• RECORDS FOR THIS EXERCISE
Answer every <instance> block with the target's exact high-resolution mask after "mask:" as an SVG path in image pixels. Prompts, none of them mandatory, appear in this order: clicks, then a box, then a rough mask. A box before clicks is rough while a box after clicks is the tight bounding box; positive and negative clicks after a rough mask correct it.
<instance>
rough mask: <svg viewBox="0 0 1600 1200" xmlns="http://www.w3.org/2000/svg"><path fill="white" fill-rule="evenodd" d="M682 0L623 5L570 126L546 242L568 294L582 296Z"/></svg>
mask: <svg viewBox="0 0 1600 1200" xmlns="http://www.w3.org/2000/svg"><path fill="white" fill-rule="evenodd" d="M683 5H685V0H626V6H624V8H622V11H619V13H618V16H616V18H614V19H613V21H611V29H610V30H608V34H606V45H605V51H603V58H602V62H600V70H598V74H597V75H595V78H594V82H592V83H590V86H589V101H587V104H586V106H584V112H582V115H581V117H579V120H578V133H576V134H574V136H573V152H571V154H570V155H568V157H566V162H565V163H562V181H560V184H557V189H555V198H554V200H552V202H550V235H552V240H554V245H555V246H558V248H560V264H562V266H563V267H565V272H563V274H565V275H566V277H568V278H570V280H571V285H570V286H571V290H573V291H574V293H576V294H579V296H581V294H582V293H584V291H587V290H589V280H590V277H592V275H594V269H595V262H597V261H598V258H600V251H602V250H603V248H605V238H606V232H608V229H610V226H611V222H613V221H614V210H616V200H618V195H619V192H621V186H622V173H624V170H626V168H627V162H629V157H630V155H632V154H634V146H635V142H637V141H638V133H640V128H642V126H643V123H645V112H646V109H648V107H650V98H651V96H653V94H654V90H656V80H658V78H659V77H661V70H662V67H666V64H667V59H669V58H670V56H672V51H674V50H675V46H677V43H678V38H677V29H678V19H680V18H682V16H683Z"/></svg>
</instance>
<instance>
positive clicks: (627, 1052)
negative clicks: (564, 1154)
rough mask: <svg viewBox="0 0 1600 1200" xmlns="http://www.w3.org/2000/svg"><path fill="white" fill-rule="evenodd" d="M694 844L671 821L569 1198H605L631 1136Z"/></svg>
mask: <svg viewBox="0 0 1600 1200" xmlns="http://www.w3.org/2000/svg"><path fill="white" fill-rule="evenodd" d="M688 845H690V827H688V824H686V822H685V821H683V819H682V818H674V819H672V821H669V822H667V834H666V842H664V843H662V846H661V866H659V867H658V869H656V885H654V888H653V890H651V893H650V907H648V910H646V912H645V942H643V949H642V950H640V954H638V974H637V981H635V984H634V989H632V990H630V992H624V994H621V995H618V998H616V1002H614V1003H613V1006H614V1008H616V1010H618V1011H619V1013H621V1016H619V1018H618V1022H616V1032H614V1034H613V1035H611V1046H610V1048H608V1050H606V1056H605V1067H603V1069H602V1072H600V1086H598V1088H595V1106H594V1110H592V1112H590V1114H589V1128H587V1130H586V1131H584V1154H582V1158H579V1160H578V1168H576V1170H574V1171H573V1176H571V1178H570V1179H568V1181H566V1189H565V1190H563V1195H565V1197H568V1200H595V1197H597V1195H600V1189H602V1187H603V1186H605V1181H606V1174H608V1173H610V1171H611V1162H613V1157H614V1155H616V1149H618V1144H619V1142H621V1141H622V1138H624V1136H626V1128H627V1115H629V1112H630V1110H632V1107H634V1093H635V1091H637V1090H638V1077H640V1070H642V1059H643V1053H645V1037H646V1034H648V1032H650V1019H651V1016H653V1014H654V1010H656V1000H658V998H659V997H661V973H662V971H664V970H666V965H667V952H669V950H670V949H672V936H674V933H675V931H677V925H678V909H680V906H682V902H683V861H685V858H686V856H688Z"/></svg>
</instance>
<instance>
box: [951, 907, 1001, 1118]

• DESCRIPTION OF THE TASK
Please output the records once more, exactly as they were written.

• RESPONSE AREA
Answer every <instance> block with the target's exact high-resolution mask after "mask:" as an SVG path in image pixels. Prompts, none of them mandatory, appear in this order: clicks, then a box, then a rough mask. A box before clicks is rough while a box after clicks is the tight bounding box; positive and negative clicks after a rough mask correct it.
<instance>
rough mask: <svg viewBox="0 0 1600 1200" xmlns="http://www.w3.org/2000/svg"><path fill="white" fill-rule="evenodd" d="M682 0L623 5L570 126L546 242L568 294L582 296Z"/></svg>
mask: <svg viewBox="0 0 1600 1200" xmlns="http://www.w3.org/2000/svg"><path fill="white" fill-rule="evenodd" d="M683 5H685V0H626V6H624V8H622V11H619V13H618V16H616V18H614V19H613V21H611V29H610V30H608V34H606V45H605V51H603V58H602V62H600V70H598V74H597V75H595V78H594V82H592V83H590V86H589V101H587V104H586V106H584V112H582V115H581V117H579V120H578V133H576V134H574V136H573V152H571V154H570V155H568V157H566V162H565V163H562V181H560V184H557V189H555V198H554V200H552V202H550V235H552V240H554V245H555V246H558V248H560V264H562V266H563V267H565V272H563V274H565V275H566V277H568V278H570V280H571V285H570V286H571V290H573V291H574V293H576V294H579V296H581V294H582V293H584V291H587V290H589V280H590V277H592V275H594V269H595V262H597V261H598V258H600V251H602V250H603V248H605V238H606V232H608V229H610V226H611V222H613V221H614V210H616V200H618V195H619V192H621V186H622V173H624V170H626V168H627V162H629V157H630V155H632V154H634V146H635V142H637V141H638V133H640V128H642V126H643V123H645V112H646V109H648V107H650V98H651V96H653V94H654V90H656V80H658V78H659V77H661V70H662V67H666V64H667V59H669V58H670V56H672V51H674V50H675V46H677V43H678V38H677V29H678V19H680V18H682V16H683Z"/></svg>
</instance>
<instance>
positive clicks: (627, 1052)
negative clicks: (564, 1154)
rough mask: <svg viewBox="0 0 1600 1200" xmlns="http://www.w3.org/2000/svg"><path fill="white" fill-rule="evenodd" d="M694 844L671 821L569 1198H605L631 1136Z"/></svg>
mask: <svg viewBox="0 0 1600 1200" xmlns="http://www.w3.org/2000/svg"><path fill="white" fill-rule="evenodd" d="M688 845H690V827H688V824H686V822H685V821H683V819H682V818H674V819H672V821H669V822H667V834H666V842H664V843H662V846H661V866H659V867H658V869H656V885H654V888H653V890H651V893H650V907H648V910H646V912H645V942H643V949H642V950H640V954H638V974H637V981H635V984H634V989H632V990H630V992H624V994H621V995H618V998H616V1002H614V1003H613V1006H614V1008H616V1010H618V1011H619V1013H621V1016H619V1018H618V1022H616V1032H614V1034H613V1035H611V1046H610V1048H608V1050H606V1056H605V1067H603V1069H602V1072H600V1086H598V1088H595V1106H594V1110H592V1112H590V1114H589V1128H587V1130H586V1131H584V1154H582V1158H579V1160H578V1168H576V1170H574V1171H573V1176H571V1178H570V1179H568V1181H566V1189H565V1190H563V1195H565V1197H568V1200H595V1197H597V1195H600V1189H602V1187H603V1186H605V1181H606V1174H608V1173H610V1171H611V1162H613V1157H614V1155H616V1149H618V1144H619V1142H621V1141H622V1138H624V1136H626V1128H627V1115H629V1112H630V1110H632V1107H634V1093H635V1091H637V1090H638V1077H640V1070H642V1059H643V1053H645V1037H646V1034H648V1032H650V1019H651V1016H653V1014H654V1010H656V1000H658V998H659V997H661V973H662V971H664V970H666V965H667V952H669V950H670V949H672V936H674V933H675V931H677V925H678V909H680V906H682V902H683V861H685V858H686V856H688Z"/></svg>
</instance>
<instance>
box: [951, 907, 1001, 1118]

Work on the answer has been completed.